> _Given problem_
Can you copy out all the items below with every "wooden" swapped for "timber" and nothing else changed, leaving out the pictures?

> _Data for the task_
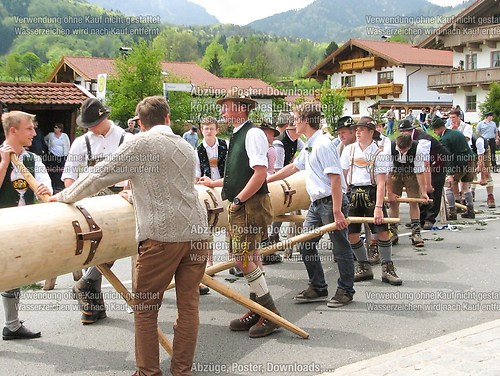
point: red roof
(37, 93)
(89, 67)
(394, 52)
(405, 53)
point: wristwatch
(237, 201)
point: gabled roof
(460, 18)
(89, 67)
(41, 93)
(393, 52)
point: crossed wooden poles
(208, 280)
(231, 294)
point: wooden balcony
(449, 82)
(473, 38)
(358, 65)
(383, 90)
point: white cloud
(242, 13)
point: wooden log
(39, 242)
(221, 266)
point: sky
(242, 13)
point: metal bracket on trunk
(94, 235)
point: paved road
(449, 286)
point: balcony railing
(455, 79)
(359, 64)
(473, 35)
(382, 90)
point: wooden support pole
(409, 200)
(253, 306)
(289, 218)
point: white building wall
(418, 87)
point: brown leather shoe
(21, 333)
(263, 328)
(245, 322)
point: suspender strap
(89, 150)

> _Solution for this problem_
point: red roof
(37, 93)
(89, 67)
(394, 52)
(405, 53)
point: wristwatch
(237, 201)
point: gabled roof
(460, 18)
(89, 67)
(41, 93)
(393, 52)
point: crossed timber poles
(208, 280)
(231, 294)
point: timber balcony
(449, 82)
(473, 38)
(358, 65)
(383, 90)
point: white cloud
(242, 13)
point: timber log
(39, 242)
(221, 266)
point: sky
(242, 13)
point: metal bracket on trunk
(94, 235)
point: paved road
(449, 286)
point: balcony railing
(455, 79)
(359, 64)
(473, 35)
(382, 90)
point: timber support pole
(409, 200)
(253, 306)
(289, 218)
point: white building wall
(418, 87)
point: brown leather shoe
(21, 333)
(263, 328)
(245, 322)
point: suspender strap
(89, 150)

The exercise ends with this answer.